Lifesaving work: Elli's story


When 19-year-old Elli Thatcher was assigned to the surgical waiting room of The James Cancer Hospital and Solove Research Institute as an Ohio State freshman student worker, she had no idea of the impact this job would have on her. She certainly didn’t know it would save her life.

At age 16, Thatcher started to notice that something was “off.” She often felt light-headed and her vision cut in and out. She knew this wasn’t normal, but doctors couldn’t figure out what was causing her issues. It wasn’t until three years later when she approached Matthew Old, MD, a surgical oncologist at The James whom she met through her job, to ask his opinion that she finally got her answer.

He ordered an examination, which revealed that Elli had a tumor in her neck the size of a baseball. This tumor was a vagal paraganglioma — an extremely rare type of tumor that sits on the vagus nerve and can disrupt functions such as hearing or speaking. If left untreated, it can lead to stroke and eventually death.

= = =

• [Parts of the exercise]
A – In the text about Elli Thatcher, what did the examination ordered by Matthew Old reveal?
B – Write the next part of the account of Elli Thatcher's diagnosis, beginning after its final sentence.
The lines that follow come from a separate source.

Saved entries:
= = =

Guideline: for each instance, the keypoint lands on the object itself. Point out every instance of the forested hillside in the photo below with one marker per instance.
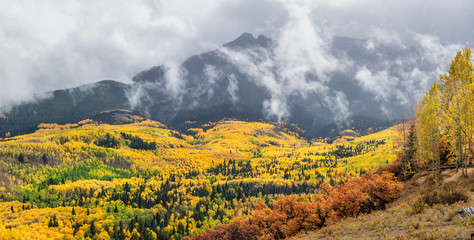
(142, 180)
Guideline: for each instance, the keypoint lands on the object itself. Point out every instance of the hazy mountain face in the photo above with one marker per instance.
(348, 81)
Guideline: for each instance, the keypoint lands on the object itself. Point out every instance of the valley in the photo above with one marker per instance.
(101, 180)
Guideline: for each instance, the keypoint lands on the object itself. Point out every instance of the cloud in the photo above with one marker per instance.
(299, 64)
(233, 88)
(49, 45)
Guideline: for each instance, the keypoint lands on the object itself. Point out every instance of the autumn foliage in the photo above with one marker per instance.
(293, 214)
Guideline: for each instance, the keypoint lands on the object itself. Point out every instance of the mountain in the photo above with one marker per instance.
(215, 85)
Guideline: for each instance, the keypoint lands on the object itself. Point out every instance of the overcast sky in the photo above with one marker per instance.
(46, 45)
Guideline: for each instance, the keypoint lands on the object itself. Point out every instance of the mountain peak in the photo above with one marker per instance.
(247, 40)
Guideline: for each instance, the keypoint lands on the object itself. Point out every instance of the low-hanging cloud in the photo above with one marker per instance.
(50, 45)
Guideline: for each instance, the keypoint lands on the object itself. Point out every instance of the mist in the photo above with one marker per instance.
(51, 45)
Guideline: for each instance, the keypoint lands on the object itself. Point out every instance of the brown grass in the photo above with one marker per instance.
(404, 219)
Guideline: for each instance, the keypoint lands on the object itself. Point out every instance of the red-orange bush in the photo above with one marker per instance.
(293, 214)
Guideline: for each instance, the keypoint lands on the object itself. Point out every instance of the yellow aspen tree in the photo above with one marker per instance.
(428, 123)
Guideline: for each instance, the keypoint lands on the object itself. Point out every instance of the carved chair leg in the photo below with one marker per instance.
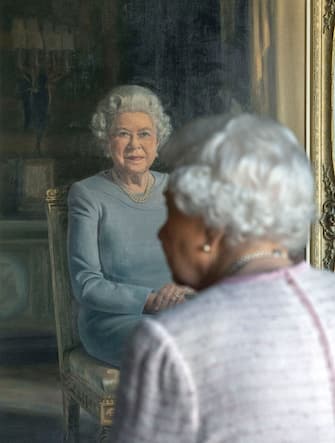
(71, 411)
(104, 434)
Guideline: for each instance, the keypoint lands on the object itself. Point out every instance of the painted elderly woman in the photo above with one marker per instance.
(117, 266)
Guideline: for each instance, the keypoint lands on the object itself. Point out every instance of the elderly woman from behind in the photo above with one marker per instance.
(251, 359)
(117, 266)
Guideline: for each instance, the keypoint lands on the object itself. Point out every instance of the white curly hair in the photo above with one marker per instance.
(248, 176)
(129, 98)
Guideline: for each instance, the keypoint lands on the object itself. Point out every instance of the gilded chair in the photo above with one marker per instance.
(86, 382)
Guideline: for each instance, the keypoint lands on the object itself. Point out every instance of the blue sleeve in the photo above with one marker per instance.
(89, 285)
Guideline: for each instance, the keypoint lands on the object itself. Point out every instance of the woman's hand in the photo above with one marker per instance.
(169, 295)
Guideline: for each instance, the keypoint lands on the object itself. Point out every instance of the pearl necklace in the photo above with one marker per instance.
(245, 259)
(140, 197)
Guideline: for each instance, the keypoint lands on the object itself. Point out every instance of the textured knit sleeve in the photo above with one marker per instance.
(90, 286)
(157, 400)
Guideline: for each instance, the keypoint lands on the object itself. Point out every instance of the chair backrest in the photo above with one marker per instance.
(65, 305)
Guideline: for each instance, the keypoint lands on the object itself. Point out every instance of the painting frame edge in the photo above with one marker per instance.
(319, 130)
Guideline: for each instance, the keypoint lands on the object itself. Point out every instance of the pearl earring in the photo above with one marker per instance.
(206, 248)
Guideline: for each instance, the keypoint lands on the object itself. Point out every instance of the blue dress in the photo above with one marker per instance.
(115, 260)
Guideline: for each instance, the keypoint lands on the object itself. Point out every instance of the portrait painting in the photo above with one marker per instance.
(58, 59)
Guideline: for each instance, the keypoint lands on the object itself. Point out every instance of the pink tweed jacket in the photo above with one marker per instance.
(250, 360)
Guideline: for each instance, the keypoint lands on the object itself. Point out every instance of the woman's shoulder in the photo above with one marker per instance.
(91, 182)
(91, 185)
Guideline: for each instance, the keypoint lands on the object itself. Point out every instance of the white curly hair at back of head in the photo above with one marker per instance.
(249, 177)
(129, 98)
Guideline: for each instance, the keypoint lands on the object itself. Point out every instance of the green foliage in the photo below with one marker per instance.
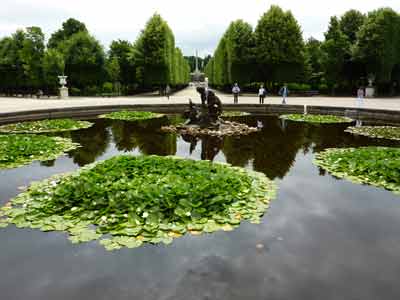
(53, 66)
(314, 59)
(17, 150)
(336, 52)
(21, 58)
(122, 51)
(378, 44)
(382, 132)
(84, 60)
(45, 126)
(129, 200)
(125, 115)
(279, 46)
(240, 52)
(298, 87)
(69, 28)
(320, 119)
(378, 166)
(158, 62)
(350, 24)
(108, 87)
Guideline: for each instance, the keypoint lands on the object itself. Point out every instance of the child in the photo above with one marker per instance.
(235, 91)
(261, 94)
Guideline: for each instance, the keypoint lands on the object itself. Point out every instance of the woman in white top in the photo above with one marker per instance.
(261, 94)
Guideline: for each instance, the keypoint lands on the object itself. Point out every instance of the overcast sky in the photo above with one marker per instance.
(196, 24)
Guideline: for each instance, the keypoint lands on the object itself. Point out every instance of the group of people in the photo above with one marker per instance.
(262, 93)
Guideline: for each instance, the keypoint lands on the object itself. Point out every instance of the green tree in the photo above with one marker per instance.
(122, 51)
(279, 47)
(53, 66)
(350, 24)
(84, 61)
(314, 57)
(152, 53)
(378, 44)
(240, 52)
(336, 52)
(69, 28)
(31, 56)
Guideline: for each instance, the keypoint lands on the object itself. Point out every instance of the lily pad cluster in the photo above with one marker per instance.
(382, 132)
(130, 200)
(228, 114)
(125, 115)
(378, 166)
(319, 119)
(45, 126)
(19, 149)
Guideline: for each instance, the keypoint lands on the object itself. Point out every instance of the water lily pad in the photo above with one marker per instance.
(378, 166)
(45, 126)
(229, 114)
(381, 132)
(318, 119)
(125, 115)
(17, 150)
(130, 200)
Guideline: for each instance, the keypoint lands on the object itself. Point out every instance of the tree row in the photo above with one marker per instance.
(27, 64)
(356, 48)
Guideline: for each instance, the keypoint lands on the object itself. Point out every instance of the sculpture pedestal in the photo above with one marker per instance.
(369, 92)
(63, 93)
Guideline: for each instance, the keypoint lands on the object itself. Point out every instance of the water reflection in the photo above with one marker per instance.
(323, 238)
(94, 142)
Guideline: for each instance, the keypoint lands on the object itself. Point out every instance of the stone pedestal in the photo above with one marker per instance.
(369, 92)
(63, 93)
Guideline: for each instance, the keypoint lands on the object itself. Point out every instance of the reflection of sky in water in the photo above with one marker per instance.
(323, 238)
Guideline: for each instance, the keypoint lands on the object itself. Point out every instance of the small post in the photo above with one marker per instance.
(63, 89)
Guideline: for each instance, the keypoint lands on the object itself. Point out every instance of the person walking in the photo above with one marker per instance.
(236, 91)
(284, 92)
(262, 92)
(360, 96)
(167, 91)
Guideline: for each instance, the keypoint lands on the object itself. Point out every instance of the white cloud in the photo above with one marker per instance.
(196, 24)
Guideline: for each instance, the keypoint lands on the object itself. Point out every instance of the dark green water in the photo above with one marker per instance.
(323, 238)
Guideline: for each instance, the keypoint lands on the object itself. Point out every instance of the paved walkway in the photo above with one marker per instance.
(25, 104)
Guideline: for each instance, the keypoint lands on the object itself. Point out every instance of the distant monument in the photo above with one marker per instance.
(206, 119)
(63, 89)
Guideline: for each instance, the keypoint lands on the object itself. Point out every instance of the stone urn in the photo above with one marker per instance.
(63, 89)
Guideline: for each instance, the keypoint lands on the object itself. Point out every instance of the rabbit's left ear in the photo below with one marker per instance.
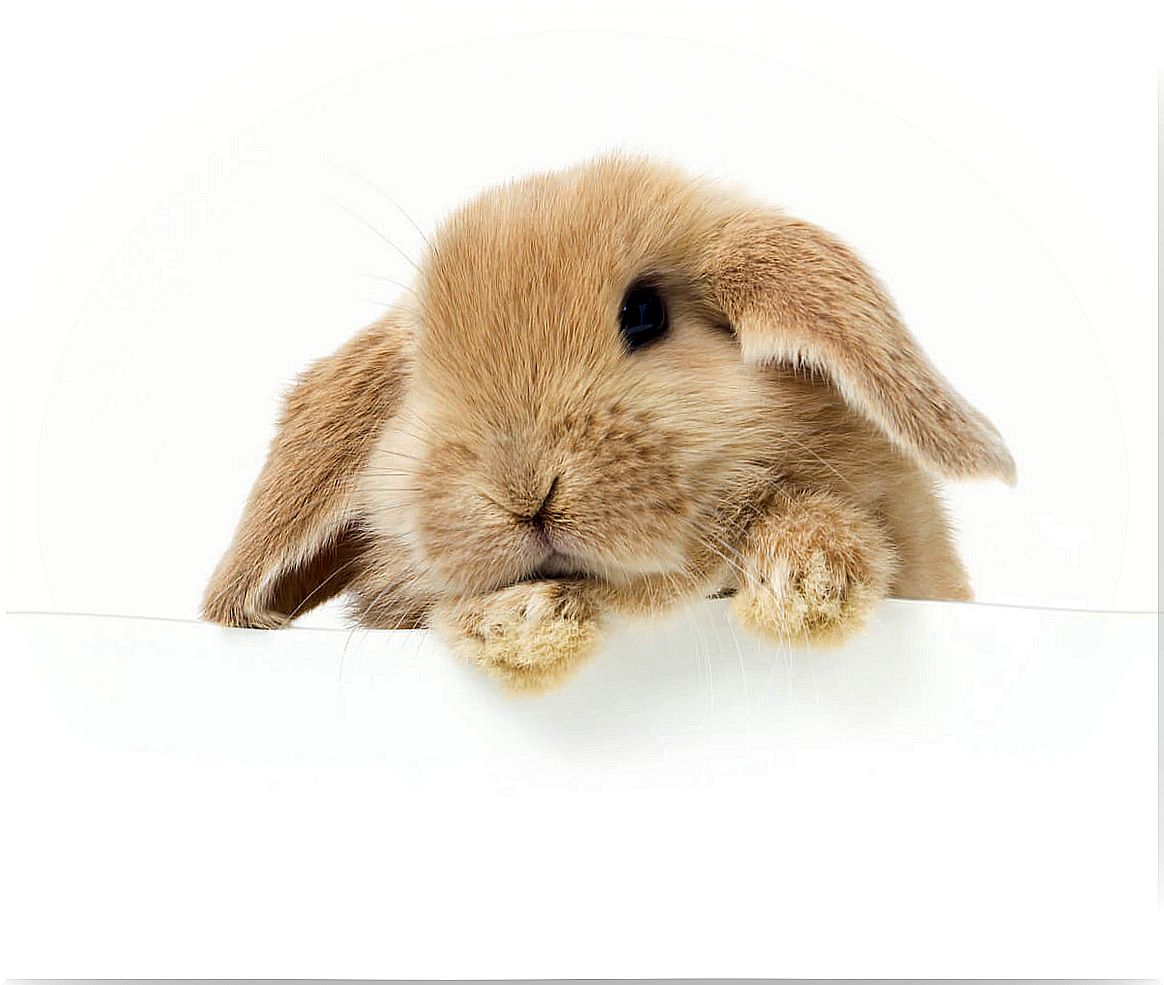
(795, 295)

= = =

• [Task results]
A – It revealed a tumor the size of a baseball in her neck, a vagal paraganglioma.

B –
Vagal paragangliomas occur in about 1 in every 5 million people, explains Dr. Old. 

“Elli is inspirational. Imagine knowing something was wrong but being repeatedly told that you were fine. Elli had the drive to go find her answers and the persistence to fight through all her challenges,” says Dr. Old.

Her tumor was caused by a disease called hereditary paraganglioma syndrome, which doctors discovered was passed down to her through her grandmother. This disease can cause tumor formations in the head and neck.

“I still think about the day I got my diagnosis. It blows my mind how it all finally came together,” says Thatcher. “I wasn’t even scared. I just felt relieved to finally know what was wrong after all this time.”

The next step was a marathon of a surgery to remove the tumor. An all-day affair lasting 17 hours, this surgery involved opening Elli’s neck, disconnecting the tumor from her carotid artery (which was supplying it with blood) and removing it. 

While Thatcher’s surgery successfully removed the tumor, the tumor had damaged her vocal chords and paralyzed part of her tongue and the bottom half of her leg. She underwent vocal therapy and vocal augmentation surgery to strengthen her voice and help her swallow as well as physical therapy to improve her walking. Still today she undergoes vocal therapy to improve her speaking and swallowing, though has regained feeling and movement in her left leg.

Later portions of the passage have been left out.